Your answer should consist of every line from the records that holds the string "blue".

[Start of Attachment]

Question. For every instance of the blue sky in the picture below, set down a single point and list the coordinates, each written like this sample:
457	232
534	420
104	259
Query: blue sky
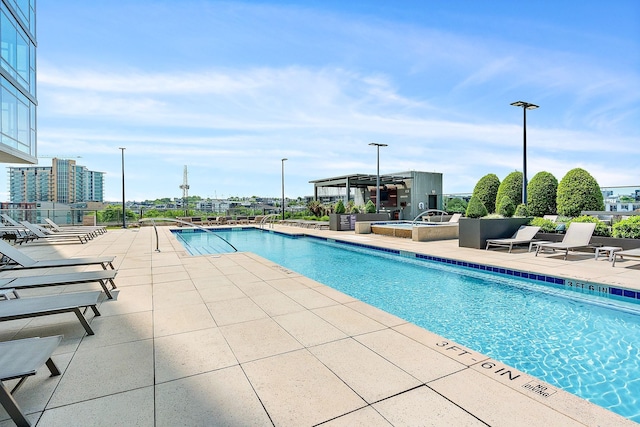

[End of Attachment]

> [Task answer]:
Question. For every instance of the blue sky in the picture below, set down a single point and list the coordinates, each written like this sample:
Query: blue sky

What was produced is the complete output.